>> start DATASET RECORDS

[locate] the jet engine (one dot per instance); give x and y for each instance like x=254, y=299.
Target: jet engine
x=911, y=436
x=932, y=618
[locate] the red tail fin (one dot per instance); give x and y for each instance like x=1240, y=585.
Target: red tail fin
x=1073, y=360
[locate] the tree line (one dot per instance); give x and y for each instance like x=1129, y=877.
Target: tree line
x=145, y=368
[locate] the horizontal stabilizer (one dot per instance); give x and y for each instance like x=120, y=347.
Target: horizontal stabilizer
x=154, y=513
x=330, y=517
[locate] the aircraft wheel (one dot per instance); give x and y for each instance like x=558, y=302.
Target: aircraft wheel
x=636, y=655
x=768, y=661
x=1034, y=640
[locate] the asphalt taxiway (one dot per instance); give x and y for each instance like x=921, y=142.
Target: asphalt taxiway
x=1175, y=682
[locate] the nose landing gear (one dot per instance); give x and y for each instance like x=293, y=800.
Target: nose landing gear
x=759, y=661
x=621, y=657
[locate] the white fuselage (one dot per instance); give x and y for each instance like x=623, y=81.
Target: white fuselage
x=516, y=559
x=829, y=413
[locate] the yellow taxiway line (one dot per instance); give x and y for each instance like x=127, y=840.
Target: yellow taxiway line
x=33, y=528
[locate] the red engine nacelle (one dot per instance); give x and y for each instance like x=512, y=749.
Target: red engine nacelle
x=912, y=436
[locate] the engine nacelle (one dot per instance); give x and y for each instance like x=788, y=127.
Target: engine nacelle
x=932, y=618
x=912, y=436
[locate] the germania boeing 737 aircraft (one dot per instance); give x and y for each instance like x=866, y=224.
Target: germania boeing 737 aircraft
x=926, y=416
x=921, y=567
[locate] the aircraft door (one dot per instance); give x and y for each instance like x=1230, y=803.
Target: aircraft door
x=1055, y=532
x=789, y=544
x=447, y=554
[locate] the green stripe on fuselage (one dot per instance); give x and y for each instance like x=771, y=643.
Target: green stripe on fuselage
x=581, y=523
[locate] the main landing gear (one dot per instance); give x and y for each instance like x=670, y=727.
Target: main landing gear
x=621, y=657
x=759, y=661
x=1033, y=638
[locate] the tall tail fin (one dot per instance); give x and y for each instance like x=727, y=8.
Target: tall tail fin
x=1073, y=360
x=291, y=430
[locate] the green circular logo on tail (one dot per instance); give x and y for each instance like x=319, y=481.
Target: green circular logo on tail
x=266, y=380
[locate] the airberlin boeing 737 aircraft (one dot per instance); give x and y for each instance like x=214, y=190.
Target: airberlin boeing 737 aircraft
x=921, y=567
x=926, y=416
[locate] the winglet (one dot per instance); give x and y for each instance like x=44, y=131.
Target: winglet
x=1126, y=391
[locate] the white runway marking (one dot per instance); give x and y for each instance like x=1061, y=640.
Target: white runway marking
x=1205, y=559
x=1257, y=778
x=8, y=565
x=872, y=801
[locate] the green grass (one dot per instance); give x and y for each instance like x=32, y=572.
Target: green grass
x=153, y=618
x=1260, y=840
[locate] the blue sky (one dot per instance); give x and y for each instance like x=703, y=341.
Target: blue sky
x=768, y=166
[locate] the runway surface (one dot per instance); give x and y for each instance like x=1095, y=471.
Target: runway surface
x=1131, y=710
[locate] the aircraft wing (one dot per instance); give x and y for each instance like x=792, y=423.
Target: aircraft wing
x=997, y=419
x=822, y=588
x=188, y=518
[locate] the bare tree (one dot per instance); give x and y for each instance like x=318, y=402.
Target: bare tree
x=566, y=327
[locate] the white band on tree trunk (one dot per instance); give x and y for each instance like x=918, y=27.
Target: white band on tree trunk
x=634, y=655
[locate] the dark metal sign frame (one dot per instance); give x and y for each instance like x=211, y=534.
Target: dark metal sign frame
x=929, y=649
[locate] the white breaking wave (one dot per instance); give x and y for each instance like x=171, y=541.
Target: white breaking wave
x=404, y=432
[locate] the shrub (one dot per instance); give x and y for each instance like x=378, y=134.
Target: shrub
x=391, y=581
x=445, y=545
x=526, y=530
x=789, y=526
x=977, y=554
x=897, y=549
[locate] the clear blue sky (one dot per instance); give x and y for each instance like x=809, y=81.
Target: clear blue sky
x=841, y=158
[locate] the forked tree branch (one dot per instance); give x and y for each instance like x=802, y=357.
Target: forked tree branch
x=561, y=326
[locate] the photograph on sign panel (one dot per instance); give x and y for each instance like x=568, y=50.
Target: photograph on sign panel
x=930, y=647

>> end DATASET RECORDS

- EXERCISE INSTRUCTIONS
Copy all of the material above word for word, with every line unchanged and in its original order.

- THE COMPLETED TASK
[locate] the jet engine (one dot per instance); give x and y for each instance like x=254, y=299.
Target: jet engine
x=911, y=436
x=932, y=618
[locate] the red tail fin (one dot per instance); give x and y for each instance like x=1240, y=585.
Target: red tail fin
x=1073, y=360
[locate] the tree line (one dot per instance); give x and y for each instance like x=1129, y=877.
Target: tree line
x=145, y=368
[locate] the horizontal stabilizer (one dot per instance); give x and y for each instance like x=120, y=347.
Target: horizontal stabilizer
x=154, y=513
x=330, y=517
[locate] the aircraft wheel (one dot per instance); give x and y for each instance like x=558, y=302.
Target: aircraft wheel
x=636, y=655
x=768, y=661
x=1034, y=640
[locate] the asphalt taxiway (one dot per instance); give x and y for each instance like x=921, y=142.
Target: asphalt taxiway
x=1175, y=682
[locate] the nose landing gear (one dot per instance); give x and y for each instance like x=293, y=800.
Target: nose landing gear
x=759, y=661
x=621, y=657
[locate] the white fuselage (one dot per instance); give x and y for each instance like x=623, y=81.
Target: white fuselage
x=516, y=559
x=829, y=413
[locate] the yellow taxiway line (one dot per instance); give x and y for each instance like x=127, y=840.
Target: yellow taxiway line
x=33, y=528
[locate] the red engine nacelle (one dot per instance); give x and y for each instance like x=512, y=749.
Target: red engine nacelle
x=912, y=436
[locate] the engine nacelle (one dot per instance); give x and y for each instance like x=788, y=127.
Target: engine nacelle
x=932, y=618
x=912, y=436
[locate] the germania boeing 737 aircraft (one dot per instance); give x and y for each instance like x=866, y=224.
Target: germania boeing 737 aircraft
x=926, y=416
x=921, y=567
[locate] the aircraft door (one dot per instance); give x and y for each instance like x=1230, y=803.
Target: aircraft door
x=1055, y=532
x=789, y=544
x=447, y=554
[locate] the green stripe on fuselage (one dot per instance); give x and y for each instance like x=771, y=643.
Target: green stripe on fuselage
x=581, y=523
[locate] the main landing gear (one dot per instance); give x and y for each instance like x=670, y=727.
Target: main landing gear
x=621, y=657
x=759, y=661
x=1033, y=638
[locate] the tall tail fin (one dot per instance); give x and y for each instance like x=727, y=8.
Target: tall tail fin
x=1073, y=360
x=291, y=430
[locate] the green circular logo on tail (one dot per instance); give x and y for each instance like x=319, y=481.
Target: green circular logo on tail
x=266, y=380
[locate] the airberlin boeing 737 aircraft (one dot per instance); give x and y for each instance like x=214, y=190.
Target: airberlin boeing 737 aircraft
x=921, y=567
x=926, y=416
[locate] the winglet (one dot per instance); give x and y for each instance like x=44, y=131.
Target: winglet
x=1126, y=391
[locate] the white runway marking (one dot per instance); give x and y for each instance like x=1061, y=640.
Target: white runway marking
x=1205, y=559
x=1257, y=778
x=8, y=565
x=872, y=801
[locate] the green grass (one dot per instance); give x and y for each instance like x=32, y=572.
Target: green grass
x=153, y=618
x=1260, y=840
[locate] the blue sky (one dot per instance); give x and y for each instance like x=703, y=341.
Target: blue sky
x=768, y=166
[locate] the runway surface (one dot per instance); give x and y for each instance like x=1095, y=471.
Target: runway surface
x=1131, y=710
[locate] the aircraft wing (one dot per instance); give x and y for each instance like x=792, y=423.
Target: aircraft wing
x=997, y=419
x=822, y=588
x=188, y=518
[locate] the bare tree (one dot per instance); give x and y for each instance like x=318, y=402.
Target: bare tree
x=566, y=327
[locate] the white band on tree trunk (one dot per instance); give x and y for each instance like x=918, y=27.
Target: white band on tree trunk
x=634, y=655
[locate] the dark metal sign frame (one dot per instance); give x and y for each instance like x=211, y=534.
Target: dark metal sign frame
x=929, y=649
[locate] the white breaking wave (one dot per instance); give x and y for each instance like x=171, y=541.
Target: white breaking wave
x=404, y=432
[locate] the shrub (one dot per instance); give x and y for each instance like x=378, y=134.
Target: shrub
x=391, y=581
x=445, y=545
x=526, y=530
x=789, y=526
x=977, y=554
x=897, y=549
[locate] the clear blue sky (one dot per instance); give x and y for each instance like x=809, y=81.
Target: clear blue sky
x=841, y=158
[locate] the forked tree branch (one dot per instance); give x and y for each instance like x=802, y=357.
Target: forked tree branch
x=561, y=326
[locate] the photograph on sign panel (one dot per instance); give x and y for each instance like x=568, y=50.
Target: photograph on sign panel
x=930, y=647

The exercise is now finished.